* **Short problem**
Starting at the line that has "Keypoint placement: for each instance of the tiled" and continuing through the last of the entries, write out every line again, the instruction lines included. Shift each answer's pixel coordinates by adding 27 to both the x and the y value.

## start

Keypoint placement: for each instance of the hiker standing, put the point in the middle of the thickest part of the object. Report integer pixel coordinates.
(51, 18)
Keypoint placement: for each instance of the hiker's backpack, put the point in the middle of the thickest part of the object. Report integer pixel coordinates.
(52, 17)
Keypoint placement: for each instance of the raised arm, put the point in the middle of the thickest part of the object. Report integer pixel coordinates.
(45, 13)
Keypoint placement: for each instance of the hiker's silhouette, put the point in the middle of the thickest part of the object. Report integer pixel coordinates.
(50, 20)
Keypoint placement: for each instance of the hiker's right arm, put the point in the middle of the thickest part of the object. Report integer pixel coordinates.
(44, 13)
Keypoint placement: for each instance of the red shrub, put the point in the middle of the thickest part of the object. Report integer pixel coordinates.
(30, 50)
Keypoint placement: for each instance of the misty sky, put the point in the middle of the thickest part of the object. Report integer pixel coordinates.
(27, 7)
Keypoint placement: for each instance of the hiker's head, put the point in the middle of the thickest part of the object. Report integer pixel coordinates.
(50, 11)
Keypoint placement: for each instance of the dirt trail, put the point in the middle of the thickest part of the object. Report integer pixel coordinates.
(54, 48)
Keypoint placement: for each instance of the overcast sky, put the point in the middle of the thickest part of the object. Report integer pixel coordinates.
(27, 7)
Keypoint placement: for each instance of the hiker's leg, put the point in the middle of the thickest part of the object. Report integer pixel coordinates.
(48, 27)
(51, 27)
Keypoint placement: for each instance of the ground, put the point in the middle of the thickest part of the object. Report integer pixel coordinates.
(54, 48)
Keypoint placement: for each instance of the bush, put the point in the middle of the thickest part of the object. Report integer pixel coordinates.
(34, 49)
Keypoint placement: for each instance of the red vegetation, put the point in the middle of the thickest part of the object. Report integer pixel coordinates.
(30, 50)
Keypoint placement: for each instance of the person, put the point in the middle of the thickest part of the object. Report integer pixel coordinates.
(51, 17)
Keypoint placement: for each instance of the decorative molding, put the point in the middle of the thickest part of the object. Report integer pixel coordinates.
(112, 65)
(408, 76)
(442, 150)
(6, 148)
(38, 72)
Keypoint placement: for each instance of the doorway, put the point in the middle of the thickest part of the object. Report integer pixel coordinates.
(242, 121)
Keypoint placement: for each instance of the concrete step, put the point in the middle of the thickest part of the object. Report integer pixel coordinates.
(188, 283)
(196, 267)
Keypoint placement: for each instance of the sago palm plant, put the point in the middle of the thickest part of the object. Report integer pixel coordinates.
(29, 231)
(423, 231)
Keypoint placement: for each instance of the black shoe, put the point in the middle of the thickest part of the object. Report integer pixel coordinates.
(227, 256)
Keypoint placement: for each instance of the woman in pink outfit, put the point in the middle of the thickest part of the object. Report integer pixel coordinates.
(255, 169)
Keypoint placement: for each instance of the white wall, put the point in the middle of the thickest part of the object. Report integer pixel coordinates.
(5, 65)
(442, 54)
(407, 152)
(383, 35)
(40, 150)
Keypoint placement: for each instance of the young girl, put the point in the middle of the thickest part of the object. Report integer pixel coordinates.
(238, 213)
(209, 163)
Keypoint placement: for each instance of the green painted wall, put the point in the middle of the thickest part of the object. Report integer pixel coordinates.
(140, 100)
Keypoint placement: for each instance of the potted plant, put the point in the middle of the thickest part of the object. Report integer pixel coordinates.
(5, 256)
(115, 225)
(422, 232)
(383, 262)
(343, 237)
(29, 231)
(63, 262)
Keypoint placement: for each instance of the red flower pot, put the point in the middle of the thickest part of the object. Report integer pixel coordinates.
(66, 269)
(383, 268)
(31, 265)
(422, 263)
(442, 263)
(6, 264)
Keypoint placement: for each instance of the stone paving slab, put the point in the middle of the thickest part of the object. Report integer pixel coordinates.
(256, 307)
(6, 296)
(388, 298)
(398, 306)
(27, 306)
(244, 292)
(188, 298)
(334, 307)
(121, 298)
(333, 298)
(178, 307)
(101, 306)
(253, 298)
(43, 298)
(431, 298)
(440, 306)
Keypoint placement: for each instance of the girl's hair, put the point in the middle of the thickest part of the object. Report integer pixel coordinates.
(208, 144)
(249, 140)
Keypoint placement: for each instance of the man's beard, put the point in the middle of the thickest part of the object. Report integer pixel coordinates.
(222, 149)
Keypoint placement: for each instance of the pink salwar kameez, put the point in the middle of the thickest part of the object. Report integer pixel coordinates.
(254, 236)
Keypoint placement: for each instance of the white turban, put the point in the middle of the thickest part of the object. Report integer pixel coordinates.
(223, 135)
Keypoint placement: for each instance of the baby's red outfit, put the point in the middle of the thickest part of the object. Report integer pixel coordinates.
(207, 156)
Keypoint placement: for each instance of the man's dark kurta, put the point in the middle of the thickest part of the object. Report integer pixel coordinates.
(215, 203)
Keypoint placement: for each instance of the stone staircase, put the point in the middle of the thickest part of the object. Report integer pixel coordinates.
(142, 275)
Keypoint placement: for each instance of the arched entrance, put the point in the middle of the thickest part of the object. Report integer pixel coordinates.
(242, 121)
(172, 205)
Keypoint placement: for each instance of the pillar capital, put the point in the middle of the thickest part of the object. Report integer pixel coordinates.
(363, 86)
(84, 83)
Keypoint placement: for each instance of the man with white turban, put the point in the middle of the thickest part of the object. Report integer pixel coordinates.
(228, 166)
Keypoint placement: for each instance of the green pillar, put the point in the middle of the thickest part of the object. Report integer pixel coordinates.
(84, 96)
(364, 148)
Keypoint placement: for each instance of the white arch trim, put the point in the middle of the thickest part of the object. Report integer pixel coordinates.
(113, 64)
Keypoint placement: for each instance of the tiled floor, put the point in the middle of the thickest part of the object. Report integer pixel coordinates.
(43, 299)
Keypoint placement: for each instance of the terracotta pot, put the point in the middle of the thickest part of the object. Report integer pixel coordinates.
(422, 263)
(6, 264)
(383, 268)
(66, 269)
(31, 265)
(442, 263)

## end

* **Full answer**
Keypoint placement: for each instance of the tiled floor, put the point in the middle of the thickest part of the object. Report integer pixel coordinates.
(70, 326)
Keypoint placement: for each instance of the terracotta pot, put the point in the middle of the thickest part of the object. Report integer pixel coordinates.
(449, 290)
(33, 291)
(410, 295)
(93, 296)
(58, 292)
(469, 290)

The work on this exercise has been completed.